Saved data entries:
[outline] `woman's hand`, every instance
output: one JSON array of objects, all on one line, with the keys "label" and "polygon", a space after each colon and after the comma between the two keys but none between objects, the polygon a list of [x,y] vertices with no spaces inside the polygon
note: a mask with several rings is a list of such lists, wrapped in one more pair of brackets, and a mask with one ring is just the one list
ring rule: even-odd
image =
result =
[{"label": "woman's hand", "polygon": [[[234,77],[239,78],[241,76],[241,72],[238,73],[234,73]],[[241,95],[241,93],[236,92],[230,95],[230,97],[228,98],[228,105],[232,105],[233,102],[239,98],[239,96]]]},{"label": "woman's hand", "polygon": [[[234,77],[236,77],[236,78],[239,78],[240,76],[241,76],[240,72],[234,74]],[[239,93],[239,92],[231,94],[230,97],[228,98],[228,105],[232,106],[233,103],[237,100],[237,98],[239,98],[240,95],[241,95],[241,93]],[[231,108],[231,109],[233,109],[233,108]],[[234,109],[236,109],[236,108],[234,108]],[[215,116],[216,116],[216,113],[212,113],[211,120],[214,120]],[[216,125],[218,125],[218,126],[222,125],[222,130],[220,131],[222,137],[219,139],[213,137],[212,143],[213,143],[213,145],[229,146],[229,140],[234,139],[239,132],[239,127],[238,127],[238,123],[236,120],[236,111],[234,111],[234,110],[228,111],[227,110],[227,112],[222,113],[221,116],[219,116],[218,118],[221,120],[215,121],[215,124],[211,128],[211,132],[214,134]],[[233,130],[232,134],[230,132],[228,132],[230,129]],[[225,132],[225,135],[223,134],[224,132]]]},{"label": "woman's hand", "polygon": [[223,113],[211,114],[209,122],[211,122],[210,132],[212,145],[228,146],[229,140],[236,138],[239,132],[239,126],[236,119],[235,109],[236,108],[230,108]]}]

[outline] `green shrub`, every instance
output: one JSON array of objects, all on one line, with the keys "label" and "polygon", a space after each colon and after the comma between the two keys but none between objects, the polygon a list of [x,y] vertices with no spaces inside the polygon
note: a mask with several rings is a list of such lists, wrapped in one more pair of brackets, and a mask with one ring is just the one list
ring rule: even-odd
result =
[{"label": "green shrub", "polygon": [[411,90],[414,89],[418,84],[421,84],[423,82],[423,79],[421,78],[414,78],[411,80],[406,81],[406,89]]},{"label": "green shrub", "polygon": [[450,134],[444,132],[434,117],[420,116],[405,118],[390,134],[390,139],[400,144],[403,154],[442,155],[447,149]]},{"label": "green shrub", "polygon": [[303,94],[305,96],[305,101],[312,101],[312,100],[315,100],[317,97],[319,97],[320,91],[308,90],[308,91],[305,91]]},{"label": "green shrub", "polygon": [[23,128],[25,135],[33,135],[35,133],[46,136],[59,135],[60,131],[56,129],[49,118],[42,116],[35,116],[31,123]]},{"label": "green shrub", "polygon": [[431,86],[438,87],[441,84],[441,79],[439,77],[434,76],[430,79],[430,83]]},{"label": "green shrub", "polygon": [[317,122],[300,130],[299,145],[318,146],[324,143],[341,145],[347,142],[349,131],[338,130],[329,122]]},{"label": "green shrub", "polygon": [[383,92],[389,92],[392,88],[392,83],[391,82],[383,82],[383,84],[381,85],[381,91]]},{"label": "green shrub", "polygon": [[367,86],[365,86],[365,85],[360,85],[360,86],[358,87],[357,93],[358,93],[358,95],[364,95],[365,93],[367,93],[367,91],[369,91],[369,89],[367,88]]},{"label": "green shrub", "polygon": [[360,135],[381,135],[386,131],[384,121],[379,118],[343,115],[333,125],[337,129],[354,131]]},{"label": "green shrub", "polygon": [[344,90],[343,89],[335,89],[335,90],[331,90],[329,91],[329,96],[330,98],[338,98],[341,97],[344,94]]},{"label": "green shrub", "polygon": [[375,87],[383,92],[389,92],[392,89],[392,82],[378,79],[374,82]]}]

- _Problem_: The lines above should be printed again, exactly as they are.

- _Reply to the task_:
[outline] `woman's hand`, every instance
output: one JSON array of objects, all on one line, with the keys "label" and "polygon", a space after each colon and after the comma between the two keys but none between objects, the polygon a list of [x,y] vertices with no spaces inside the polygon
note: a mask with several rings is a list of such lists, wrapped in one more pair of brackets, and a mask with one ring is just the one list
ring rule: even-odd
image =
result =
[{"label": "woman's hand", "polygon": [[[234,77],[239,78],[241,76],[241,72],[238,73],[234,73]],[[241,95],[241,93],[236,92],[230,95],[230,97],[228,98],[228,105],[232,105],[233,102],[239,98],[239,96]]]},{"label": "woman's hand", "polygon": [[[234,77],[236,77],[236,78],[239,78],[240,76],[241,76],[240,72],[234,74]],[[239,93],[239,92],[231,94],[230,97],[228,98],[228,105],[232,106],[233,103],[237,100],[237,98],[239,98],[240,95],[241,95],[241,93]],[[231,108],[231,109],[233,109],[233,108]],[[234,109],[236,109],[236,108],[234,108]],[[215,116],[216,116],[216,113],[212,113],[211,120],[214,120]],[[216,125],[218,125],[218,126],[222,125],[222,130],[220,131],[222,137],[219,139],[213,137],[212,143],[213,143],[213,145],[229,146],[229,140],[234,139],[239,132],[239,127],[238,127],[238,123],[236,120],[236,111],[234,111],[234,110],[228,111],[227,110],[227,112],[222,113],[221,116],[219,116],[218,118],[221,120],[215,121],[215,124],[211,128],[211,132],[214,134]],[[233,130],[232,134],[230,132],[228,132],[230,129]],[[225,132],[225,135],[223,134],[224,132]]]},{"label": "woman's hand", "polygon": [[223,113],[211,114],[209,122],[211,122],[210,132],[212,145],[228,146],[229,140],[236,138],[239,132],[239,126],[236,119],[235,109],[236,108],[230,108]]}]

[outline] `green shrub`, every instance
output: one JSON array of objects, all on one line, with the keys "label" and "polygon", a space after each colon and after the comma between the two keys but none between objects, the polygon a list of [x,y] vertices with no spaces inside the polygon
note: a mask with several rings is a list of such lists, wrapped in one more pair of brackets, and a mask with one ring is just the one list
ring rule: even-odd
result =
[{"label": "green shrub", "polygon": [[411,90],[414,89],[418,84],[421,84],[423,82],[423,79],[421,78],[414,78],[411,80],[406,81],[406,89]]},{"label": "green shrub", "polygon": [[450,134],[444,132],[434,117],[420,116],[405,118],[390,134],[390,139],[400,144],[403,154],[442,155],[447,149]]},{"label": "green shrub", "polygon": [[303,94],[305,96],[305,101],[312,101],[312,100],[315,100],[317,97],[319,97],[320,91],[308,90],[308,91],[305,91]]},{"label": "green shrub", "polygon": [[23,128],[25,135],[33,135],[35,133],[46,136],[59,135],[60,131],[56,129],[49,118],[42,116],[35,116],[31,123]]},{"label": "green shrub", "polygon": [[431,86],[438,87],[441,84],[441,79],[439,77],[434,76],[430,79],[430,83]]},{"label": "green shrub", "polygon": [[317,122],[300,130],[299,145],[318,146],[324,143],[341,145],[347,142],[349,131],[338,130],[329,122]]},{"label": "green shrub", "polygon": [[383,92],[389,92],[392,88],[392,83],[391,82],[383,82],[383,84],[381,85],[381,91]]},{"label": "green shrub", "polygon": [[367,86],[365,86],[365,85],[360,85],[360,86],[358,87],[357,93],[358,93],[358,95],[364,95],[365,93],[367,93],[367,91],[369,91],[369,89],[367,88]]},{"label": "green shrub", "polygon": [[360,135],[381,135],[386,131],[384,121],[379,118],[343,115],[333,125],[337,129],[354,131]]},{"label": "green shrub", "polygon": [[344,90],[343,89],[335,89],[335,90],[331,90],[329,91],[329,96],[330,98],[338,98],[341,97],[344,94]]},{"label": "green shrub", "polygon": [[375,87],[383,92],[389,92],[392,89],[392,82],[378,79],[374,82]]}]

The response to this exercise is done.